» YOUR INSTRUCTIONS:
Count the lines in the records below that contain the string "snowy", treating uppercase and lowercase as different. Reply with the number only.

__________

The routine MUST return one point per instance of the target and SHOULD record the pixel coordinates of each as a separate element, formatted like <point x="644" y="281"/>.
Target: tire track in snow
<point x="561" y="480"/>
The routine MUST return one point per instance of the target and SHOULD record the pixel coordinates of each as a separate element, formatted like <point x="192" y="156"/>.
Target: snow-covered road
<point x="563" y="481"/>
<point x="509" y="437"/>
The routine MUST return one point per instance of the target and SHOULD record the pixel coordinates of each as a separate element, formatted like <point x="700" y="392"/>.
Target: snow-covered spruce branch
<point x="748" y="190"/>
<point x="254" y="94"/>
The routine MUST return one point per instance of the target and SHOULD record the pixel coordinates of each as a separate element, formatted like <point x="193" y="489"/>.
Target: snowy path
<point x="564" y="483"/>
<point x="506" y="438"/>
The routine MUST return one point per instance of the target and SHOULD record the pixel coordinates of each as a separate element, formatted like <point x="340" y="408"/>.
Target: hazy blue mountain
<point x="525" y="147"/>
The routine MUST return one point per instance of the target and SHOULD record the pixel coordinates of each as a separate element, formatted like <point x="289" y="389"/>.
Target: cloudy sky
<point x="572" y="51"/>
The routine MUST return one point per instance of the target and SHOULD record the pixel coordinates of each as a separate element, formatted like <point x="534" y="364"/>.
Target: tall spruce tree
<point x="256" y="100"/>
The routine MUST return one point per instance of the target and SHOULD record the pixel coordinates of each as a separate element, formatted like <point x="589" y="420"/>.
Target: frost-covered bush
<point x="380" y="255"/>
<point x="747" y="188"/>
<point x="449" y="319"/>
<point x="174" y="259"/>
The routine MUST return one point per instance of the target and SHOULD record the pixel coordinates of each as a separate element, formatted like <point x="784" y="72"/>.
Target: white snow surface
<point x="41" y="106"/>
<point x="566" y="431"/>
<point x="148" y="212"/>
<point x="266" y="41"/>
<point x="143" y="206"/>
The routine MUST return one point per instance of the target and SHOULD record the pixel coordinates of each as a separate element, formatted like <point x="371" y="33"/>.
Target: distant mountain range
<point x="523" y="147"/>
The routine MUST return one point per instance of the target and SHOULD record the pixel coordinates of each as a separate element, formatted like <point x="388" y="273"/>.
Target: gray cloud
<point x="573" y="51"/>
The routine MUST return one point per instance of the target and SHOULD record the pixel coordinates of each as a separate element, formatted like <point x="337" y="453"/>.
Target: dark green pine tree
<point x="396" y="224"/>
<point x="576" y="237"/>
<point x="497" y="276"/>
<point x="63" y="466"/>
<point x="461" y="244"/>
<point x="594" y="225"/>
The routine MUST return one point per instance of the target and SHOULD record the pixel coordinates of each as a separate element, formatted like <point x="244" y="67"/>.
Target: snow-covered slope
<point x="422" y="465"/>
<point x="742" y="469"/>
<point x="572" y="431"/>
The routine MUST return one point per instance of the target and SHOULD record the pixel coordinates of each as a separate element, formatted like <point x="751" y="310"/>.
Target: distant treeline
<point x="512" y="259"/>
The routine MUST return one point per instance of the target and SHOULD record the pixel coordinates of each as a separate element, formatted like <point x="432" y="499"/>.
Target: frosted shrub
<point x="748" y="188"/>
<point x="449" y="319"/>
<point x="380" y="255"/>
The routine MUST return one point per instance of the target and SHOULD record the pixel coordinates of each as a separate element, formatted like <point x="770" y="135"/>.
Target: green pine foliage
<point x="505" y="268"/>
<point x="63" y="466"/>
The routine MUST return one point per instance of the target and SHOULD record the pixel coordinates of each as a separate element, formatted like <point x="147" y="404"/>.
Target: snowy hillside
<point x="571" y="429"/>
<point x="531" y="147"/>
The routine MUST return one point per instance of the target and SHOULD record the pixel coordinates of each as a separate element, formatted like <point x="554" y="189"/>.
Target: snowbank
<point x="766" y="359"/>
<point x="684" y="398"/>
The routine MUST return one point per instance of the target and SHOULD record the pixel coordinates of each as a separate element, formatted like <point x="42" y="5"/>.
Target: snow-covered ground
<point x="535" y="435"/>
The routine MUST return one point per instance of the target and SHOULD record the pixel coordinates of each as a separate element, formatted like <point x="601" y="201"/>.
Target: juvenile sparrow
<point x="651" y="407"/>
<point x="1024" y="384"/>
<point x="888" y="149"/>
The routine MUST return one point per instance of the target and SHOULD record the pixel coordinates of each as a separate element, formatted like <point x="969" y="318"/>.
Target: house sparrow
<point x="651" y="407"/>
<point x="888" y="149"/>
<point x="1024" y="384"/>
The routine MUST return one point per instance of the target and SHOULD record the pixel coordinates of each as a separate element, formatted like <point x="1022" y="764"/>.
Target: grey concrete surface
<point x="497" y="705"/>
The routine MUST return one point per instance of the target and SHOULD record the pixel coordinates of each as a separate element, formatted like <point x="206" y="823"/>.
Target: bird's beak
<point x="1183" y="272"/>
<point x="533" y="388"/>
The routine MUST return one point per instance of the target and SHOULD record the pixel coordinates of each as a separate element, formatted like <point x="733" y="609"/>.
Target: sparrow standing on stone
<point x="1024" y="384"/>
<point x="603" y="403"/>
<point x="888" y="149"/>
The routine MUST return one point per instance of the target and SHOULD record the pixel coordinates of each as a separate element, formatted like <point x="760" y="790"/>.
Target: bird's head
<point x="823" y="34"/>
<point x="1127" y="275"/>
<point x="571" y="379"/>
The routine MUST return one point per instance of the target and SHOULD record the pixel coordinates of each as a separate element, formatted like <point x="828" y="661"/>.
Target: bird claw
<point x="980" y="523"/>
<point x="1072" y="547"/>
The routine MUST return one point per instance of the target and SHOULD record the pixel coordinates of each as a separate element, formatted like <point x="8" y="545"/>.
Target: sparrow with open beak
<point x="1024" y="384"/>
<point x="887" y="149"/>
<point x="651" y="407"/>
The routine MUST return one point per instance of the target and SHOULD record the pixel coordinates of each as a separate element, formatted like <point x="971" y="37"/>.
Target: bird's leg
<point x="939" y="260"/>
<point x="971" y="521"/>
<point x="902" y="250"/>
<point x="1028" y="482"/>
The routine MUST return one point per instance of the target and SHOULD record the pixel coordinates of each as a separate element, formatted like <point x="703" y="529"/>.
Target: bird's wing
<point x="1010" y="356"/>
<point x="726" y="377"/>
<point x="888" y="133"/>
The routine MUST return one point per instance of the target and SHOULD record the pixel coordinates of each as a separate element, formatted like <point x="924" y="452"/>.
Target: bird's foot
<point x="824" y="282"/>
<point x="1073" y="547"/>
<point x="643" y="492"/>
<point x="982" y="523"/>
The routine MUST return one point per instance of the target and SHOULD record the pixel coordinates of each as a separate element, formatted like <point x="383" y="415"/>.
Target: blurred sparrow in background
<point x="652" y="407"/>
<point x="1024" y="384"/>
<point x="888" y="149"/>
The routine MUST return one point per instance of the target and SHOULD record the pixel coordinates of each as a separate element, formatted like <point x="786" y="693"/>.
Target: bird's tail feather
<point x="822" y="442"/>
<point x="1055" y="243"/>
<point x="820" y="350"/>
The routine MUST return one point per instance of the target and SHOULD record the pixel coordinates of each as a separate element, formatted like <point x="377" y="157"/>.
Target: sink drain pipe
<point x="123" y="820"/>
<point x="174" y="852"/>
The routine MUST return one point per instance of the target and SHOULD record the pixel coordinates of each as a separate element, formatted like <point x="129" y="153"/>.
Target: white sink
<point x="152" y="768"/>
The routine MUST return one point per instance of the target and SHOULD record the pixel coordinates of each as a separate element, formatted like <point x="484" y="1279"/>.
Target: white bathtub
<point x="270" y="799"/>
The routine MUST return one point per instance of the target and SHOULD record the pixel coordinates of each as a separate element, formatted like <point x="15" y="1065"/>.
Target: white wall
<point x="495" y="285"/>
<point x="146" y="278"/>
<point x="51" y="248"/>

__________

» THE ANSWER:
2